═════ DATA SHOWN ═════

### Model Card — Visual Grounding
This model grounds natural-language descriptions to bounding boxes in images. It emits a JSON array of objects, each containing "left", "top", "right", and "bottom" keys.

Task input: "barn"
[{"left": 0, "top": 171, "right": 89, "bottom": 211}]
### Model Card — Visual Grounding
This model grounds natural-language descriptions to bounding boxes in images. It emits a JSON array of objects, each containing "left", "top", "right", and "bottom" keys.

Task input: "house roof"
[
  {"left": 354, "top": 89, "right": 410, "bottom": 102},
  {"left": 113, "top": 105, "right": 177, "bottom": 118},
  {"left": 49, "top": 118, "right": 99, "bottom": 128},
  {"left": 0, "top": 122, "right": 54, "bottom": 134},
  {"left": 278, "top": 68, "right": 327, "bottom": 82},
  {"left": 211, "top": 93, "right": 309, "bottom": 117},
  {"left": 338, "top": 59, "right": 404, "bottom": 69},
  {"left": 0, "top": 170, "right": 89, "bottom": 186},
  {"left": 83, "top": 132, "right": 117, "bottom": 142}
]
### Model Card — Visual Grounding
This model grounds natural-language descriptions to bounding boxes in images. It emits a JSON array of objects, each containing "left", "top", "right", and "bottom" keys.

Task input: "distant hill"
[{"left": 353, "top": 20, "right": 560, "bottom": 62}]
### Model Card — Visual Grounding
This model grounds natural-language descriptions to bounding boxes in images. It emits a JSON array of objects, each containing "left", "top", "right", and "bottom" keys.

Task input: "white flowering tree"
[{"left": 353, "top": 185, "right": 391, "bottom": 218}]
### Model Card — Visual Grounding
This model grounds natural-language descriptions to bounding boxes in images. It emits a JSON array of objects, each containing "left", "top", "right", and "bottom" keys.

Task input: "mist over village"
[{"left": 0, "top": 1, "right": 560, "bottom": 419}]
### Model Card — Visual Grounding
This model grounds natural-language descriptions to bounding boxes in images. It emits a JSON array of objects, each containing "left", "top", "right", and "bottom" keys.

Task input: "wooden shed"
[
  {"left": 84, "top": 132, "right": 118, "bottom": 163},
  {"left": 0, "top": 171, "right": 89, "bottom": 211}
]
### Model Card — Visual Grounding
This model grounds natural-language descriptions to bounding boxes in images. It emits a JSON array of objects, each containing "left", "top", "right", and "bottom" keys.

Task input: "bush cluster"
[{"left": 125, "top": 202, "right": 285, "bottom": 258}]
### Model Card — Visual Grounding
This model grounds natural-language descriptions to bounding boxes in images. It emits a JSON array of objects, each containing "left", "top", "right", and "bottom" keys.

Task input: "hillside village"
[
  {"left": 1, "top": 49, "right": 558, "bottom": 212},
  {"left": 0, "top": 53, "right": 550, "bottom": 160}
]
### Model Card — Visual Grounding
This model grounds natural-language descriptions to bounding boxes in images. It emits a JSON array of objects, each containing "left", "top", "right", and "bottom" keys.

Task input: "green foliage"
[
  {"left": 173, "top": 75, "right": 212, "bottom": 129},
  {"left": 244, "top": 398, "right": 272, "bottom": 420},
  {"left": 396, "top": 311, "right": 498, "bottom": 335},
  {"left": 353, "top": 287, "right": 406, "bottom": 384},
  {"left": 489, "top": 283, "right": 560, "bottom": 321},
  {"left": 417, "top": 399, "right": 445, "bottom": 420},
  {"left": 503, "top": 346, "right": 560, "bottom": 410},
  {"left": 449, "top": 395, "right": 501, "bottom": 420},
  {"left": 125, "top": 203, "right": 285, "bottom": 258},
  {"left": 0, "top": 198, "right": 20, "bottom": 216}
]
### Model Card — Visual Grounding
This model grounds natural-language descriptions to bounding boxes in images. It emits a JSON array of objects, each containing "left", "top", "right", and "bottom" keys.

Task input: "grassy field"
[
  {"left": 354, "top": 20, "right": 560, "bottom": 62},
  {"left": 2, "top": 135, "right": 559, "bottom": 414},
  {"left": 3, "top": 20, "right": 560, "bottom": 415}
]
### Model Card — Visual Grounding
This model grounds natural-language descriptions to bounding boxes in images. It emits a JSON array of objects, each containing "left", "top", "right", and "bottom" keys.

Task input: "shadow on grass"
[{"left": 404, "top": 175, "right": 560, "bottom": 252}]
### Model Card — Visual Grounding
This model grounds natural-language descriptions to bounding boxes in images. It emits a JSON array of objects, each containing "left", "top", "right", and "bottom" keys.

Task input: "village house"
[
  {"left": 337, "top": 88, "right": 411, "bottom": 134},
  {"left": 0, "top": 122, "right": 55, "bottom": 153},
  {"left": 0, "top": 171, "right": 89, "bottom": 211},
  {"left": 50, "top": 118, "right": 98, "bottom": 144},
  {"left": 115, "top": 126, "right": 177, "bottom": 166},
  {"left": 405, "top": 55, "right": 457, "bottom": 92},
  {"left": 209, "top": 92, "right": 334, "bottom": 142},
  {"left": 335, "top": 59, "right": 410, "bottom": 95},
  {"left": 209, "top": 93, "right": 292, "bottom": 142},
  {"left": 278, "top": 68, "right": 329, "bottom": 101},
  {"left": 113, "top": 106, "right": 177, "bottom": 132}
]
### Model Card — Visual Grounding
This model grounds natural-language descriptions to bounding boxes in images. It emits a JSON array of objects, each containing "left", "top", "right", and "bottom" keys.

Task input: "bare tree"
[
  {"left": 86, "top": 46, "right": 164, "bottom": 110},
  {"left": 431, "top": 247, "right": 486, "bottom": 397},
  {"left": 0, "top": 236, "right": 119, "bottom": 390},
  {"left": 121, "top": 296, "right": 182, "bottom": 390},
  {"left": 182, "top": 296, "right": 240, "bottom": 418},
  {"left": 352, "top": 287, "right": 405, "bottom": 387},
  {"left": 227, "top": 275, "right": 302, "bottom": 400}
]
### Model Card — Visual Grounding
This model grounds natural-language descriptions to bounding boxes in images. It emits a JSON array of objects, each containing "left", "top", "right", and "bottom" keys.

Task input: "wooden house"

═════

AIM OF THE TASK =>
Go through the entries above and write each one out exactly.

TASK RESPONSE =>
### Model Card — Visual Grounding
This model grounds natural-language descriptions to bounding boxes in images. It emits a JSON array of objects, each containing "left", "top", "right", and "bottom" keys.

Task input: "barn"
[{"left": 0, "top": 171, "right": 89, "bottom": 211}]
### Model Card — Visual Grounding
This model grounds natural-language descriptions to bounding boxes in images. It emits a JSON array of objects, each containing "left", "top", "right", and "bottom" keys.

Task input: "house roof"
[
  {"left": 354, "top": 89, "right": 410, "bottom": 102},
  {"left": 113, "top": 105, "right": 177, "bottom": 118},
  {"left": 49, "top": 118, "right": 99, "bottom": 128},
  {"left": 0, "top": 122, "right": 54, "bottom": 134},
  {"left": 278, "top": 68, "right": 327, "bottom": 82},
  {"left": 211, "top": 93, "right": 309, "bottom": 117},
  {"left": 338, "top": 59, "right": 404, "bottom": 69},
  {"left": 0, "top": 170, "right": 89, "bottom": 186},
  {"left": 83, "top": 132, "right": 117, "bottom": 142}
]
### Model Card — Visual Grounding
This model grounds natural-language descriptions to bounding boxes in images. It emits a JSON array of objects, each containing "left", "top", "right", and "bottom" keys.

Task input: "distant hill"
[{"left": 353, "top": 20, "right": 560, "bottom": 62}]
### Model Card — Visual Grounding
This model grounds natural-language descriptions to bounding boxes in images. It emits a JSON array of objects, each containing "left", "top", "right", and "bottom" keys.

Task input: "white flowering tree"
[{"left": 353, "top": 185, "right": 391, "bottom": 218}]
### Model Card — Visual Grounding
This model grounds natural-language descriptions to bounding boxes in images. It emits a JSON array of objects, each containing "left", "top", "right", and "bottom" keys.

Task input: "mist over village"
[{"left": 0, "top": 1, "right": 560, "bottom": 419}]
### Model Card — Visual Grounding
This model grounds natural-language descriptions to bounding boxes in images. It emits a JSON array of objects, each containing "left", "top", "right", and "bottom" keys.

Task input: "wooden shed"
[
  {"left": 84, "top": 132, "right": 118, "bottom": 163},
  {"left": 0, "top": 171, "right": 89, "bottom": 211}
]
### Model Card — Visual Grounding
This model grounds natural-language descriptions to bounding boxes in images. It emits a JSON array of objects, each containing "left", "top", "right", and "bottom" keys.

Task input: "bush cluster"
[{"left": 125, "top": 202, "right": 285, "bottom": 258}]
### Model Card — Visual Grounding
This model grounds natural-language descriptions to bounding boxes in images. It emits a JSON array of objects, each containing "left", "top", "right", and "bottom" keys.

Task input: "hillside village"
[
  {"left": 1, "top": 49, "right": 558, "bottom": 212},
  {"left": 0, "top": 53, "right": 550, "bottom": 160}
]
### Model Card — Visual Grounding
This model grounds natural-language descriptions to bounding boxes in images. It emits a JSON array of objects, each containing "left", "top", "right", and "bottom" keys.

Task input: "green foliage"
[
  {"left": 173, "top": 75, "right": 212, "bottom": 129},
  {"left": 244, "top": 398, "right": 272, "bottom": 420},
  {"left": 396, "top": 311, "right": 498, "bottom": 335},
  {"left": 353, "top": 287, "right": 406, "bottom": 384},
  {"left": 489, "top": 283, "right": 560, "bottom": 321},
  {"left": 417, "top": 399, "right": 445, "bottom": 420},
  {"left": 503, "top": 346, "right": 560, "bottom": 410},
  {"left": 449, "top": 395, "right": 501, "bottom": 420},
  {"left": 125, "top": 203, "right": 285, "bottom": 258},
  {"left": 0, "top": 198, "right": 20, "bottom": 216}
]
### Model Card — Visual Grounding
This model grounds natural-language descriptions to bounding boxes in images. It emits a JSON array of objects, each containing "left", "top", "right", and "bottom" keys.

Task input: "grassy field"
[
  {"left": 354, "top": 20, "right": 560, "bottom": 62},
  {"left": 2, "top": 135, "right": 559, "bottom": 414},
  {"left": 3, "top": 20, "right": 560, "bottom": 415}
]
### Model Card — Visual Grounding
This model grounds natural-language descriptions to bounding boxes in images. It emits a JSON array of objects, each containing "left", "top", "right", and "bottom" keys.

Task input: "shadow on grass"
[{"left": 404, "top": 175, "right": 560, "bottom": 252}]
### Model Card — Visual Grounding
This model grounds natural-language descriptions to bounding boxes in images. It emits a JSON array of objects, each containing "left", "top", "right", and "bottom" keys.

Task input: "village house"
[
  {"left": 337, "top": 88, "right": 411, "bottom": 134},
  {"left": 0, "top": 122, "right": 55, "bottom": 153},
  {"left": 0, "top": 171, "right": 89, "bottom": 211},
  {"left": 50, "top": 118, "right": 98, "bottom": 144},
  {"left": 115, "top": 126, "right": 177, "bottom": 166},
  {"left": 405, "top": 55, "right": 457, "bottom": 92},
  {"left": 209, "top": 92, "right": 334, "bottom": 142},
  {"left": 335, "top": 59, "right": 410, "bottom": 95},
  {"left": 209, "top": 93, "right": 292, "bottom": 142},
  {"left": 278, "top": 68, "right": 329, "bottom": 101},
  {"left": 113, "top": 106, "right": 177, "bottom": 132}
]
### Model Card — Visual Grounding
This model grounds natural-language descriptions to bounding boxes in images. It emits a JSON array of objects, each containing "left", "top", "right", and "bottom" keys.

Task input: "bare tree"
[
  {"left": 86, "top": 46, "right": 164, "bottom": 110},
  {"left": 431, "top": 247, "right": 486, "bottom": 397},
  {"left": 0, "top": 236, "right": 119, "bottom": 390},
  {"left": 121, "top": 296, "right": 182, "bottom": 390},
  {"left": 182, "top": 296, "right": 240, "bottom": 418},
  {"left": 352, "top": 287, "right": 405, "bottom": 387},
  {"left": 227, "top": 275, "right": 302, "bottom": 400}
]
### Model Card — Visual Grounding
This model grounds natural-language descriptions to bounding boxes in images. It emits a JSON array of objects, each containing "left", "top", "right", and "bottom" keys.

Task input: "wooden house"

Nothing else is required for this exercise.